=== STATED EXERCISE 1 ===
Select every line in the records that contains the word "silver", matching its case exactly.

=== DOCUMENT EXCERPT ===

Day 4: Saying Good-bye to El Cocuy

It was two days before Christmas and no one back in El Cocuy town could give us an answer, via Susima’s radio, as to whether there would be a bus back to Bogotá on Christmas Eve. We had a wedding to go to in Medellín the day after Christmas which meant we had to be back in Bogotá to catch our flight the morning of the wedding day. We decided to come down the mountain a day early. Another hike to one of the lagunas would take us a whole day and we just couldn’t muster the strength to camp elsewhere, much less hike back to Susima all in one day. We painfully accepted the fact that it was the day to go back to town to try to catch the night time bus so that we’re back in the capital the next morning.

We started off on the right foot. It was a beautiful morning–the kind of weather we would have appreciated the day before–and the trout were enjoying the running water as much as we enjoyed watching them. El Cocuy marked our third big hike, and even though the Dr. and I get along when traveling, I can’t say that everything runs perfectly smooth all the time. On our way down, a pick-up truck gave us a ride up to the fork on the road where we had started just a few days ago. The rest of the way would be the opposite of the lechero ride two days before, but because we were on foot, we knew it was probably going to take us at least four hours to get back to town.

Our adventure began when we saw the German hikers from a distance being escorted by several guys in military uniforms. The Dr. wanted to shout and wave and get their attention. Maybe they’re being shown a short cut! That was a nice thought but my thinking was that we were in Colombia, a country with ripe history of drugs and violence and that we probably shouldn’t be attracting the attention of armed men while in the mountains. Not to be defeated, the Dr. insisted to take his own short cut a few miles later. I was familiar with the road after watching it on our way up a couple of days before and I didn’t feel confident cutting corners in an unfamiliar territory. I shouted after him when he insisted on going down a different route but to no avail; I ended up on my merry way alone. We did meet at some point again, but I was livid that he insisted on going his separate way. For the remainder of the hike–about three hours–we were on our own. I was on my own.

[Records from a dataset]

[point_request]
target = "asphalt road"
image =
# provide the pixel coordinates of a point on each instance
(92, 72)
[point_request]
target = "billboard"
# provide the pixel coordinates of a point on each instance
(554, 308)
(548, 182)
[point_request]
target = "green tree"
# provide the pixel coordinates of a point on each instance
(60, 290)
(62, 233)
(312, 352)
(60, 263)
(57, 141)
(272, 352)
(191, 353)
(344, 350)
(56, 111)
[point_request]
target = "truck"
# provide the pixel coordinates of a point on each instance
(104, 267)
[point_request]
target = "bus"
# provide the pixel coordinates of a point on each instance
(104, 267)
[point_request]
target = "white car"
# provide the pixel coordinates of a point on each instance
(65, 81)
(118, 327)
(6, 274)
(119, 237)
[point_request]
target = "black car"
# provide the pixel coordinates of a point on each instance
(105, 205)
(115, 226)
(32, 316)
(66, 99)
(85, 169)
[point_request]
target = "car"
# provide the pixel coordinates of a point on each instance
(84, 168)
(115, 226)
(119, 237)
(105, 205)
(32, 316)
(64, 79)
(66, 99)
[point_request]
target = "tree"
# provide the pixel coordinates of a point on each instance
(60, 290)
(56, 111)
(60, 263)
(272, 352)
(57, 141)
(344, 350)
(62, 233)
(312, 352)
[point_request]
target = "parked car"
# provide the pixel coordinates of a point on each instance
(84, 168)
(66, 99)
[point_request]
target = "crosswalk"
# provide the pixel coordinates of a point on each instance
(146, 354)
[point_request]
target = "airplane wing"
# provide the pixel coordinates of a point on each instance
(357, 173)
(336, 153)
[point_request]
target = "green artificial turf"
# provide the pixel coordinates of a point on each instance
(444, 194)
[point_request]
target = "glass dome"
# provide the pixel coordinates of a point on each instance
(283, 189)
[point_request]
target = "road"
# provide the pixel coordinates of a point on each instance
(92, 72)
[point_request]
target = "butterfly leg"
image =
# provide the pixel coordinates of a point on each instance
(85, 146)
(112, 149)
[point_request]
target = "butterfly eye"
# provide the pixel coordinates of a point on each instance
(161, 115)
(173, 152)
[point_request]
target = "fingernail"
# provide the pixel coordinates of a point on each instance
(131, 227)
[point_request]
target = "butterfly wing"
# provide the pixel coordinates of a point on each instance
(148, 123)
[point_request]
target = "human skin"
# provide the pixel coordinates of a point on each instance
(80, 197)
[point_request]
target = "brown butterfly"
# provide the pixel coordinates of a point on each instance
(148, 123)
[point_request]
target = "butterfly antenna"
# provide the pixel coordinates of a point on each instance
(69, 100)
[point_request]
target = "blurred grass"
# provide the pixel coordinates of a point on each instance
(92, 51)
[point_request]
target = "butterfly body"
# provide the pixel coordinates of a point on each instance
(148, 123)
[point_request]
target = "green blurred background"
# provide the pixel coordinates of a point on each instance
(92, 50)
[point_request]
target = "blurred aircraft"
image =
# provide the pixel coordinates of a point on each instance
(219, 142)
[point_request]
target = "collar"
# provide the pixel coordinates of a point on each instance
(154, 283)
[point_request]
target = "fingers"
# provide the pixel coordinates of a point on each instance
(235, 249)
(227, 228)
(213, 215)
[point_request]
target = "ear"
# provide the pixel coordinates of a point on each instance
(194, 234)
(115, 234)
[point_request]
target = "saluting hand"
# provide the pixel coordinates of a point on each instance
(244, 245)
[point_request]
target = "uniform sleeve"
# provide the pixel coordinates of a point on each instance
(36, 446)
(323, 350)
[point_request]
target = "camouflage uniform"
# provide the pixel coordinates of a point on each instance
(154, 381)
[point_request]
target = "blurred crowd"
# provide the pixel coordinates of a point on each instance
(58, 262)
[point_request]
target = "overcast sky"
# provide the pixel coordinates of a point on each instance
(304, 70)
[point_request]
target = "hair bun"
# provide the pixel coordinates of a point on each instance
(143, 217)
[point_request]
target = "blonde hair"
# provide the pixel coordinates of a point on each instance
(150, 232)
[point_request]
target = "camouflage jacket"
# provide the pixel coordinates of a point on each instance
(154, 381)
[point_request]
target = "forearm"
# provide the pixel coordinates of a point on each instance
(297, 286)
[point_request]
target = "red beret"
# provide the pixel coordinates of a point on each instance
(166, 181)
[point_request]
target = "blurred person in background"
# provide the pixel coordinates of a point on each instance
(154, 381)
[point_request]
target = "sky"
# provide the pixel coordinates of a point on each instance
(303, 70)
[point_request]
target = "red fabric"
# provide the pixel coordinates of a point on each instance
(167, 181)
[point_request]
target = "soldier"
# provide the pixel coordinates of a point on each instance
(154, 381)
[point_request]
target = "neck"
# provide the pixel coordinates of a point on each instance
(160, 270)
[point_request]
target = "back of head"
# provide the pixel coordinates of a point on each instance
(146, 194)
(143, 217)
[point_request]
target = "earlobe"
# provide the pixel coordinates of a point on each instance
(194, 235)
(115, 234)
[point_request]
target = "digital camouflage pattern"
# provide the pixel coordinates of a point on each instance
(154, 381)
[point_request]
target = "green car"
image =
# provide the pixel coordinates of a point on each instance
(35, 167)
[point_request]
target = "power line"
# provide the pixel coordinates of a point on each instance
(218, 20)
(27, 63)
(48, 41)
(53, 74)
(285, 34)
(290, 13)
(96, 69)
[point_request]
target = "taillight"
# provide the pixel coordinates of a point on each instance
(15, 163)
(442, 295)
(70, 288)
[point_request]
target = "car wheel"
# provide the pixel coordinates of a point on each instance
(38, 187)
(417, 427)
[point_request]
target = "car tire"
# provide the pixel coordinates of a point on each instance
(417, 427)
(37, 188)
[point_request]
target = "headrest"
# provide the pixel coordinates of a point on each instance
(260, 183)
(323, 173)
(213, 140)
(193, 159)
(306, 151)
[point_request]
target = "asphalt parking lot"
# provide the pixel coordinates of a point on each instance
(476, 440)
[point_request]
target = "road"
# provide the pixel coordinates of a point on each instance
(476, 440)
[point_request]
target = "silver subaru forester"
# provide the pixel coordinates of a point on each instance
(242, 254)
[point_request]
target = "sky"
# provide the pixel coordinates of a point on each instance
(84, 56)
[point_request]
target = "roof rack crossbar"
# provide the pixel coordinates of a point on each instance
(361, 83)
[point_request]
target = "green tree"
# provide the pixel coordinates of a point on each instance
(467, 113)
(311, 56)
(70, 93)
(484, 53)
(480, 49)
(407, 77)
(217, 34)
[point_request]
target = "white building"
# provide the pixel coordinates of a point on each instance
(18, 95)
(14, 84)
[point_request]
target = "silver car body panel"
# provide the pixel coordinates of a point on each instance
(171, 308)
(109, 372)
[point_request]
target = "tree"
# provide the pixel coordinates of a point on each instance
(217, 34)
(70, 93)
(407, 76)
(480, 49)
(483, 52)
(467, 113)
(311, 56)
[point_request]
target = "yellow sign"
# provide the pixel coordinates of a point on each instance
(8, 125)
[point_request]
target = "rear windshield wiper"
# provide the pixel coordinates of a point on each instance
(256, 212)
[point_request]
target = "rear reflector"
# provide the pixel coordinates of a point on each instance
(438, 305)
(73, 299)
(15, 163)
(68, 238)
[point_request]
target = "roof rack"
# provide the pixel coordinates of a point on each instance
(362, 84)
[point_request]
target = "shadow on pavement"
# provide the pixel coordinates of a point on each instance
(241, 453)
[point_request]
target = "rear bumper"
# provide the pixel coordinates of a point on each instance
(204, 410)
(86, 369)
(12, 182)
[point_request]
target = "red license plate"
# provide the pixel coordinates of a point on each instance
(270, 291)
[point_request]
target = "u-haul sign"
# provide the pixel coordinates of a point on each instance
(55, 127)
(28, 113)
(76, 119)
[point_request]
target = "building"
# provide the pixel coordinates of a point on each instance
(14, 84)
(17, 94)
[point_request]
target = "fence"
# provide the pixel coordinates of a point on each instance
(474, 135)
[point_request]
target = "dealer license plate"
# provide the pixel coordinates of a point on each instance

=== STATED EXERCISE 2 ===
Answer these questions using the El Cocuy hike account above.
(a) In which city was the wedding they had to attend?
(b) What gave them a ride to the fork in the road on the way down?
(c) For about how long were they on their own for the rest of the hike?

=== WRITTEN SOLUTION 1 ===
target = "silver subaru forester"
target = "silver car body panel"

=== WRITTEN SOLUTION 2 ===
(a) Medellín
(b) A pick-up truck
(c) About three hours